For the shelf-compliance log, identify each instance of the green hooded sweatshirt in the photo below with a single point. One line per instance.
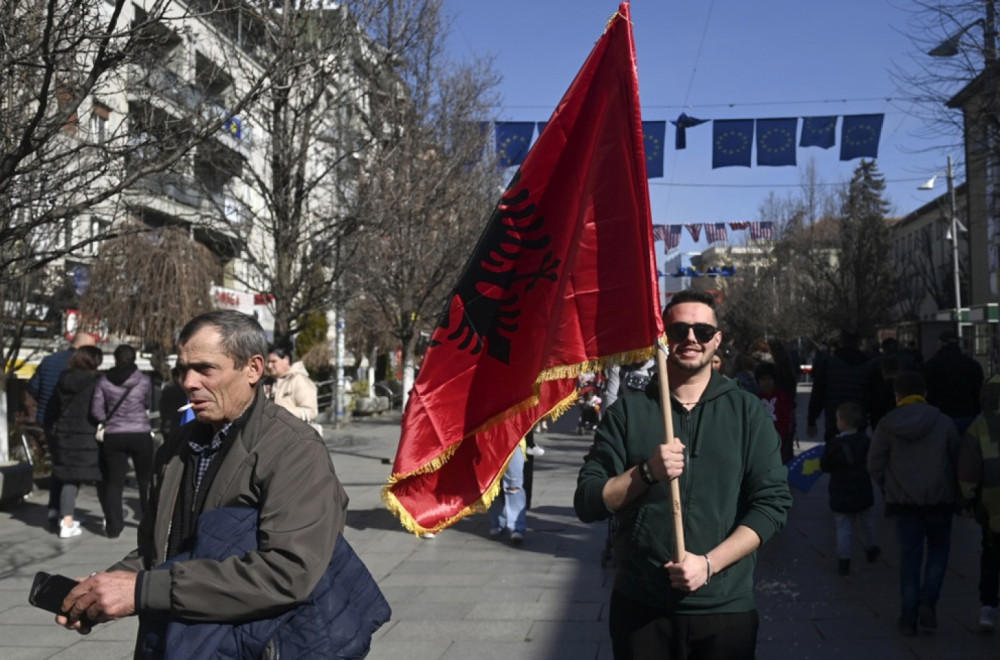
(732, 476)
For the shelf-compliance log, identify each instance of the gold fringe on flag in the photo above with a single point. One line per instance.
(483, 504)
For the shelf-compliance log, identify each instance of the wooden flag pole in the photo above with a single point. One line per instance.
(668, 423)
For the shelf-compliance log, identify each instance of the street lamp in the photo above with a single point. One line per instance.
(953, 228)
(950, 46)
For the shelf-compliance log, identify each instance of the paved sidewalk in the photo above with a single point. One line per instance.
(463, 595)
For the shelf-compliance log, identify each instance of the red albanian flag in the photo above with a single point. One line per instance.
(563, 281)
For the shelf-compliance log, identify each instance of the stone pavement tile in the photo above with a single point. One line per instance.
(831, 649)
(410, 650)
(787, 631)
(857, 627)
(522, 651)
(579, 594)
(569, 631)
(19, 585)
(932, 646)
(381, 565)
(480, 579)
(546, 580)
(423, 610)
(534, 611)
(482, 631)
(27, 634)
(121, 630)
(33, 653)
(405, 594)
(475, 594)
(97, 650)
(26, 614)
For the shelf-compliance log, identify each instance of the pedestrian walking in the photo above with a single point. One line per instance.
(913, 458)
(121, 401)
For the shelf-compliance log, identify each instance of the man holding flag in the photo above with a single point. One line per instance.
(668, 603)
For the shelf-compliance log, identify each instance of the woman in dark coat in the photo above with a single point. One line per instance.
(75, 451)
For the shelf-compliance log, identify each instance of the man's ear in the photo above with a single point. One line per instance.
(255, 369)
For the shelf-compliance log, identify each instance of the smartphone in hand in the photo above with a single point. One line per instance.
(49, 591)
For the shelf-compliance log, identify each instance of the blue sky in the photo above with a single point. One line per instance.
(721, 59)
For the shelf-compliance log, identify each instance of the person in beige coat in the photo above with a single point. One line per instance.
(241, 451)
(293, 389)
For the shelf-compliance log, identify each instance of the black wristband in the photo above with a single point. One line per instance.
(646, 473)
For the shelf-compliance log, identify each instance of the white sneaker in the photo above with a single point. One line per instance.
(71, 531)
(988, 618)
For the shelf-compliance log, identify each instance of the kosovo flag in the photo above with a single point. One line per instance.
(776, 141)
(513, 140)
(732, 142)
(859, 136)
(683, 122)
(803, 471)
(653, 133)
(819, 132)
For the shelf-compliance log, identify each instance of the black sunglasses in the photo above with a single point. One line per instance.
(703, 332)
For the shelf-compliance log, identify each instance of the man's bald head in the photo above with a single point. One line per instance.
(83, 339)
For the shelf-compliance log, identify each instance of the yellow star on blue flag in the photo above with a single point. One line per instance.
(859, 136)
(653, 133)
(804, 470)
(513, 140)
(732, 142)
(776, 141)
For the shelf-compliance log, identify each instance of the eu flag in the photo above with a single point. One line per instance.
(803, 470)
(513, 140)
(859, 136)
(732, 142)
(819, 132)
(776, 141)
(652, 140)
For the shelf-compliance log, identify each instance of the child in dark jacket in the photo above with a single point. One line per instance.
(851, 494)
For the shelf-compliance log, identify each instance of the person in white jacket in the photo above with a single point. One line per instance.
(293, 389)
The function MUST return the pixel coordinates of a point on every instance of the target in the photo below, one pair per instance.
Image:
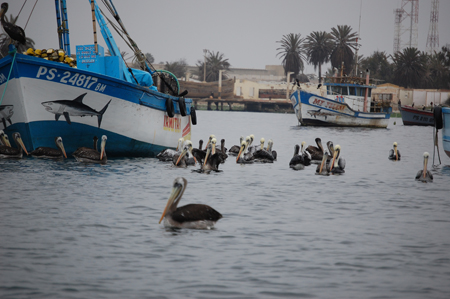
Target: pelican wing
(195, 212)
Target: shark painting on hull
(6, 111)
(73, 108)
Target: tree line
(409, 68)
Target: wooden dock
(253, 105)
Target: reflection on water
(70, 230)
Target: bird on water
(50, 153)
(11, 152)
(15, 32)
(424, 175)
(197, 216)
(394, 153)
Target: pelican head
(261, 142)
(337, 151)
(19, 141)
(102, 147)
(178, 187)
(58, 141)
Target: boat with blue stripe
(140, 110)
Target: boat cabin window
(344, 91)
(352, 91)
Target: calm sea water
(69, 230)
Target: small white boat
(347, 103)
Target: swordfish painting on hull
(73, 108)
(6, 111)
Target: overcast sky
(245, 31)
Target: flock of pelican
(82, 154)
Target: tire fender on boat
(437, 113)
(169, 107)
(193, 116)
(182, 104)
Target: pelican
(316, 152)
(51, 153)
(212, 158)
(167, 154)
(4, 140)
(197, 216)
(88, 155)
(15, 32)
(322, 168)
(337, 164)
(424, 175)
(394, 153)
(185, 158)
(244, 158)
(234, 150)
(11, 152)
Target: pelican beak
(22, 145)
(425, 163)
(177, 192)
(183, 153)
(102, 148)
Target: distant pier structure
(433, 33)
(406, 25)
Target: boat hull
(45, 99)
(446, 130)
(415, 117)
(315, 110)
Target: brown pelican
(51, 153)
(243, 157)
(424, 175)
(11, 152)
(322, 168)
(4, 140)
(234, 150)
(15, 32)
(197, 216)
(167, 154)
(185, 157)
(394, 153)
(316, 152)
(89, 155)
(337, 164)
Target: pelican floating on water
(424, 175)
(196, 216)
(394, 153)
(89, 155)
(11, 152)
(51, 153)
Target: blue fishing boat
(142, 111)
(346, 103)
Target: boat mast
(63, 25)
(357, 40)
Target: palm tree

**Work task**
Could you write out the records again exactly, without any of their pictures?

**Exercise output**
For the shelf-compliance log, identify each instance of the green hooded sweatshirt in the photo below with a single point. One line per instance.
(732, 476)
For the shelf-compliance log, identify each instance of the gold fringe on flag in the photo above with a single point. One line per instance.
(483, 504)
For the shelf-compliance log, identify each instance of the wooden flag pole in the photo above with a single point. One line per instance.
(668, 423)
For the shelf-compliance log, identify each instance of the street lamp in the photo above with a single point. One line per instance.
(953, 228)
(950, 46)
For the shelf-compliance log, identify each instance of the paved sidewalk in the photo above with a single point. One line per instance.
(463, 595)
For the shelf-compliance log, identify each instance of the red albanian flag in the photo above with a single point. One line per instance.
(563, 281)
For the shelf-compliance log, identify each instance of the stone pavement tile in the photo above with a single point. One line per instance.
(831, 649)
(410, 650)
(787, 631)
(857, 627)
(522, 651)
(579, 594)
(569, 631)
(19, 585)
(932, 646)
(381, 565)
(480, 579)
(546, 580)
(423, 610)
(534, 611)
(482, 631)
(27, 634)
(121, 630)
(33, 653)
(405, 594)
(475, 594)
(97, 650)
(26, 614)
For the shelf-compliance log, identify each instance of the pedestrian walking in the photo above with a single point. One line per instance.
(913, 458)
(121, 401)
For the shelf-compliance log, identify each instance of the man holding flag in the photo above with a single point. One line per instance.
(668, 603)
For the shelf-compliance log, identify each instance of the woman in dark coat in the photo above with a single point. One line per instance.
(75, 451)
For the shelf-compliance log, identify each instance of the man's ear in the photo above with a single point. One line per instance.
(255, 369)
For the shelf-compliance log, identify each instance of the smartphone in hand in the photo above with a single point. One line per instance.
(49, 591)
For the shelf-compliance log, identify each instance of the blue sky in the photo above with a single point. One line per instance.
(721, 59)
For the shelf-compliance log, identify each instance of the person in beige coat in the photo above with a single point. One line per instance.
(241, 451)
(293, 389)
For the shelf-compliance log, identify each instance of the black wristband in the photo above with a single point. One line per instance.
(646, 473)
For the shelf-compliance log, identify each instance of the white sneaker in the photo above with a single point. One line per instance.
(71, 531)
(988, 618)
For the shelf-compliance log, identify each instance of the kosovo flag in the photo above with a single point. One line per instance.
(776, 141)
(513, 140)
(732, 142)
(859, 136)
(683, 122)
(803, 471)
(653, 133)
(819, 132)
For the shelf-compliance log, identify each instance of the black sunglasses in the photo above with a single point. One line per instance.
(703, 332)
For the shelf-compliance log, identify each instance of the man's bald head in the photo above with a single point. One line per instance.
(83, 339)
For the shelf-compliance log, identify each instance of the yellow star on blue flag in the photo above with a single point. One line per instance.
(859, 136)
(653, 133)
(804, 470)
(513, 140)
(732, 142)
(776, 141)
For the shelf-compliance log, identify each instance of the eu flag in the photo above with a single point. One line per instance.
(803, 470)
(513, 140)
(859, 136)
(732, 142)
(819, 132)
(776, 141)
(652, 140)
For the shelf-compliance log, identify each instance of the child in dark jacket in the photo above with a single point. One line per instance.
(851, 494)
For the shelf-compliance log, identify each instance of the person in white jacket in the photo above with a single point. One line per instance.
(293, 389)
The function MUST return the pixel coordinates of a point on every instance of the target in the photo below, one pair per instance.
Image:
Target: pelican wing
(195, 212)
Target: shark painting on hull
(6, 111)
(73, 108)
Target: tree line
(409, 68)
Target: wooden dock
(253, 105)
Target: reflection on water
(70, 230)
Target: bird on water
(50, 153)
(11, 152)
(15, 32)
(424, 175)
(197, 216)
(394, 153)
Target: pelican head
(261, 142)
(337, 151)
(19, 141)
(102, 147)
(178, 187)
(58, 141)
Target: boat with blue stripe
(140, 110)
Target: boat cabin window
(344, 91)
(352, 91)
Target: calm sea water
(69, 230)
Target: small white boat
(347, 103)
Target: swordfish painting on hull
(73, 108)
(6, 111)
Target: overcast sky
(245, 31)
Target: flock of pelican
(82, 154)
Target: tire fender on boat
(437, 113)
(169, 107)
(193, 116)
(182, 104)
Target: pelican
(316, 152)
(51, 153)
(212, 158)
(167, 154)
(4, 140)
(197, 216)
(88, 155)
(15, 32)
(322, 168)
(337, 164)
(424, 175)
(394, 153)
(185, 158)
(244, 158)
(234, 150)
(11, 152)
Target: pelican beak
(22, 145)
(425, 163)
(177, 192)
(183, 153)
(102, 148)
Target: distant pier structure
(433, 33)
(406, 25)
Target: boat hull
(45, 99)
(446, 130)
(415, 117)
(315, 110)
Target: brown pelican
(51, 153)
(243, 157)
(424, 175)
(11, 152)
(322, 168)
(4, 140)
(234, 150)
(15, 32)
(197, 216)
(167, 154)
(185, 157)
(394, 153)
(316, 152)
(89, 155)
(337, 164)
Target: pelican floating on water
(424, 175)
(196, 216)
(394, 153)
(89, 155)
(11, 152)
(51, 153)
Target: blue fishing boat
(142, 111)
(346, 103)
Target: boat mast
(63, 25)
(357, 40)
Target: palm tree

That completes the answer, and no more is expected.